### Work order
Only one stretch of the data below is wanted: the lines from the one with "pixel 227 444" through the one with "Find the grass", repeated exactly.

### Given information
+-------+
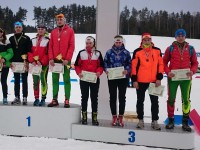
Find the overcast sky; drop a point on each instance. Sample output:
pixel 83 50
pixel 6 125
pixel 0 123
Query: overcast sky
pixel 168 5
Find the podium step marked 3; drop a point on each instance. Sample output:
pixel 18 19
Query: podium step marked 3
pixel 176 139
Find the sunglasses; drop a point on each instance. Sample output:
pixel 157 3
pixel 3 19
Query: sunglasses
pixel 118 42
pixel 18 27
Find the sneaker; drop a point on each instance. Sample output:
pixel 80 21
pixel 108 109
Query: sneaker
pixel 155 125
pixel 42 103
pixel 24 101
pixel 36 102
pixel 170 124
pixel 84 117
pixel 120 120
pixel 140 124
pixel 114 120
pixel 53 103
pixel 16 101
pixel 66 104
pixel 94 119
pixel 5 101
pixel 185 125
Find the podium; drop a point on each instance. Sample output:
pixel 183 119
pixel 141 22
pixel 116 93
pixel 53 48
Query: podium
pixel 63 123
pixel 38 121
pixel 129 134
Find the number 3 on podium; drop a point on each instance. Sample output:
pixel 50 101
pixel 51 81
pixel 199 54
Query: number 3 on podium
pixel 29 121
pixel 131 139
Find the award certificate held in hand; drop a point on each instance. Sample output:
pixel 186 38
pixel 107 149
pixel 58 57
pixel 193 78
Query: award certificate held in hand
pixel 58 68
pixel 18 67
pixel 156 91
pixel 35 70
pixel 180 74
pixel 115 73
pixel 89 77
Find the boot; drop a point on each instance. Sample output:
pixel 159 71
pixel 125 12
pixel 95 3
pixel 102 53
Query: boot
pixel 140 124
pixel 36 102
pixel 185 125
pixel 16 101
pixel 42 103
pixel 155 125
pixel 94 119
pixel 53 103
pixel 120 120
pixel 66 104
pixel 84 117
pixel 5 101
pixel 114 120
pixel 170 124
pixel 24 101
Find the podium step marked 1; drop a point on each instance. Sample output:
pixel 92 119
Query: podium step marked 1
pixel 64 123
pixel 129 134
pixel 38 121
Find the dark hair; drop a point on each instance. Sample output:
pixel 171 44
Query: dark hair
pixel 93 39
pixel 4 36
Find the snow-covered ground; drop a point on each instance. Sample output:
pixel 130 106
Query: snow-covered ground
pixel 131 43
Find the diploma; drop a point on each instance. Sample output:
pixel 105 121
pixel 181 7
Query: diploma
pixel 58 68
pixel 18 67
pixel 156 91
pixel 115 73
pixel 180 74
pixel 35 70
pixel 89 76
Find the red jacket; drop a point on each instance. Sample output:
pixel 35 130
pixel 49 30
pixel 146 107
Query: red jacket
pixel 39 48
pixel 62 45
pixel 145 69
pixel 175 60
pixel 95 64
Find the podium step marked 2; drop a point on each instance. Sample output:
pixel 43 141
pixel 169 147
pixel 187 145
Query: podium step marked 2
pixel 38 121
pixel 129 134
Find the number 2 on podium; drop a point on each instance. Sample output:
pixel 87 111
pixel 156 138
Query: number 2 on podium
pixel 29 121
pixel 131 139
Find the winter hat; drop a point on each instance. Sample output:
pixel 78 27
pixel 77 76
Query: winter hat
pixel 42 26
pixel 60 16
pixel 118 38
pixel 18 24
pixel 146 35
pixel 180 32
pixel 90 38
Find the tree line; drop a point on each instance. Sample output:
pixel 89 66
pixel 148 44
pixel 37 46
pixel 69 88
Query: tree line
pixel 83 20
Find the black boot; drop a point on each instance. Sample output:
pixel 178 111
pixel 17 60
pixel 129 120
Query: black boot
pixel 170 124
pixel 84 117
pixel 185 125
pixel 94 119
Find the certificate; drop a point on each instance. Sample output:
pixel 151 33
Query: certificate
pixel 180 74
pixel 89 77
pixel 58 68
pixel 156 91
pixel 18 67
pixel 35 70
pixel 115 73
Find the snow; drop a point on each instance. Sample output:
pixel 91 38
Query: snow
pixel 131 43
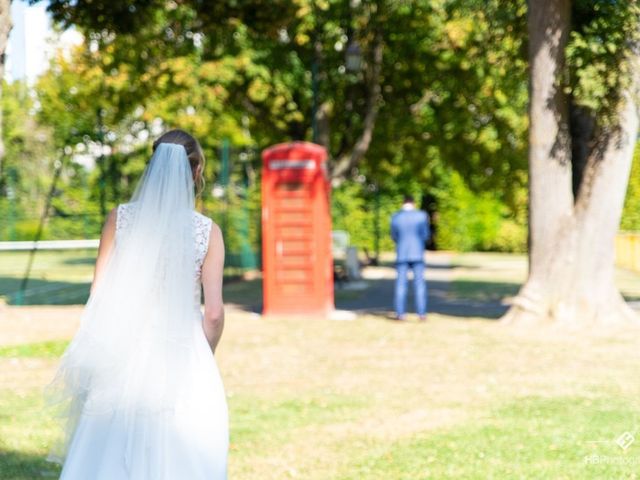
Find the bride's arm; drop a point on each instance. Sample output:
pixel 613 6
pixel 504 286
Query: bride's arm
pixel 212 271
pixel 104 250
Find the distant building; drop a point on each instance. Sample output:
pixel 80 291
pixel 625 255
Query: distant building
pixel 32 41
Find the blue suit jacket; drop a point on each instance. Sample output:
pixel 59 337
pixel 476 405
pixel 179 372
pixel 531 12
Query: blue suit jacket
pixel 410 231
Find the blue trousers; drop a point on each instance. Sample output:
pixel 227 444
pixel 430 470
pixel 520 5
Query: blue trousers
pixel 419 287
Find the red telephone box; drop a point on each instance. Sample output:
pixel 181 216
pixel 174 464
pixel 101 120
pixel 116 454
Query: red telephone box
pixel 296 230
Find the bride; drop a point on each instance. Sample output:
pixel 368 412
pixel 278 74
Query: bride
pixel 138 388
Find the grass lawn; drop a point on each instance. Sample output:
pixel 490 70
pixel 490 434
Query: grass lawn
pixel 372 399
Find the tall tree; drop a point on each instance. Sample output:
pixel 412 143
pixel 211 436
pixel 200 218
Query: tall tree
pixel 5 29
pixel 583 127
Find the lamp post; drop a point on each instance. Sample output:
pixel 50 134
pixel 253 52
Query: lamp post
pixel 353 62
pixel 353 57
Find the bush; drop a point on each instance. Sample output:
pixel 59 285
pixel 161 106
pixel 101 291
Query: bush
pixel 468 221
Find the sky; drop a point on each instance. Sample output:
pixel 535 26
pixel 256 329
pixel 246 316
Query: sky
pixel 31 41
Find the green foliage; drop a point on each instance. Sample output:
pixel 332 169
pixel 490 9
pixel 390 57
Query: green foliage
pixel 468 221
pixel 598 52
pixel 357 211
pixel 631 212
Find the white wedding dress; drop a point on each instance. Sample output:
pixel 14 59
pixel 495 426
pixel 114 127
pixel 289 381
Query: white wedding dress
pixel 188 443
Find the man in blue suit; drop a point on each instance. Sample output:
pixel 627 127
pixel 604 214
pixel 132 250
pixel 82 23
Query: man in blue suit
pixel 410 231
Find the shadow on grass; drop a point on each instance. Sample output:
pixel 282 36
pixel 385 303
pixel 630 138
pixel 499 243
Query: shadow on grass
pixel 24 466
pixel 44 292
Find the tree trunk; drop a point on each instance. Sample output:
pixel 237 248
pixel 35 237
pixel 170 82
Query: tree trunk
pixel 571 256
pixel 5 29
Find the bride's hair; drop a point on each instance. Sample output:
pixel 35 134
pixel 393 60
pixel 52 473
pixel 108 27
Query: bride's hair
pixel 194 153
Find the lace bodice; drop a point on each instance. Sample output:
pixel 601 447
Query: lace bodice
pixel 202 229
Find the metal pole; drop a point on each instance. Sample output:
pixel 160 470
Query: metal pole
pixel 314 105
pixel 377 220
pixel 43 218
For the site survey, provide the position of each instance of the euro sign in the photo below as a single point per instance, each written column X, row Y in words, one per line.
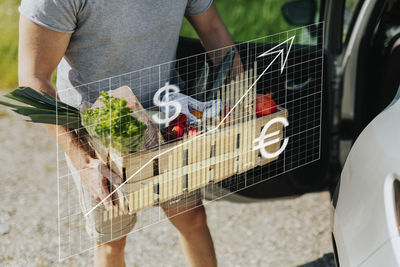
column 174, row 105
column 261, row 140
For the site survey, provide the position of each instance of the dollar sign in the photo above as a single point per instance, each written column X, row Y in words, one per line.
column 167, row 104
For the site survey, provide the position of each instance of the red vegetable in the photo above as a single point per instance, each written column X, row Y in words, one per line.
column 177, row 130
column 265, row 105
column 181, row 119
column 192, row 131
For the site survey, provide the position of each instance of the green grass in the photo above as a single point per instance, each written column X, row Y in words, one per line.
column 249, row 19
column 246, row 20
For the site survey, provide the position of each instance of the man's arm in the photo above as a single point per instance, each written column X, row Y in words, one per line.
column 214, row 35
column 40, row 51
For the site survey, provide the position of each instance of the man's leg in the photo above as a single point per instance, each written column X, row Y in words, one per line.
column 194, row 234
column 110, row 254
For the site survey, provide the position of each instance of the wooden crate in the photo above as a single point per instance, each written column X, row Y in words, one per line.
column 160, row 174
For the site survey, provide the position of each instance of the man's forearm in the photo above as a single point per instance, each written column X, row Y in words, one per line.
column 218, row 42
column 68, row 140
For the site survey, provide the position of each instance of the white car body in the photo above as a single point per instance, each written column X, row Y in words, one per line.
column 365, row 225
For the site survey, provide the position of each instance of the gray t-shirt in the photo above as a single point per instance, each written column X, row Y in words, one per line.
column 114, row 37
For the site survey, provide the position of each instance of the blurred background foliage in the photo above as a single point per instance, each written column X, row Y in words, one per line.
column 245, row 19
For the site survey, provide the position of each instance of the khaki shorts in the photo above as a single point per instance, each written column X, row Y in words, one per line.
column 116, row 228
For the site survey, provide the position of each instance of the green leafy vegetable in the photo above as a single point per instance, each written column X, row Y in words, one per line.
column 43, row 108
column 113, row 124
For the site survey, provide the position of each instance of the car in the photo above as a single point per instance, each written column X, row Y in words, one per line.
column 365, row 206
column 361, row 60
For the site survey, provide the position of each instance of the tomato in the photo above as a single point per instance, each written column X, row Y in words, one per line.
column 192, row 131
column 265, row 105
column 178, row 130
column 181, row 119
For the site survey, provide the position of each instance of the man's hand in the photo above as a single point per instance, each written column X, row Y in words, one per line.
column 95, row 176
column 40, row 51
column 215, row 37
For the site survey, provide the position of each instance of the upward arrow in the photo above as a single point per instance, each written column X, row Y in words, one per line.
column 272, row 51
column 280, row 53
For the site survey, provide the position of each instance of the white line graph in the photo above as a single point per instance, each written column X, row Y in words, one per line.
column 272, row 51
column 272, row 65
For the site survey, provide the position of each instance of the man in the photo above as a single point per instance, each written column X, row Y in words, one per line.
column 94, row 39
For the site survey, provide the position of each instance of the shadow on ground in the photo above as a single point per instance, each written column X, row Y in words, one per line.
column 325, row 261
+-------+
### Answer to this problem
pixel 227 444
pixel 430 470
pixel 520 5
Query: blue trousers
pixel 419 287
Find the red telephone box; drop a point on each instance. Sample output:
pixel 181 216
pixel 174 464
pixel 101 120
pixel 116 454
Query: red telephone box
pixel 296 230
Find the bride; drop a point on each instance. Sample output:
pixel 368 412
pixel 278 74
Query: bride
pixel 138 388
Find the grass lawn; drop a point on each instance. Sample output:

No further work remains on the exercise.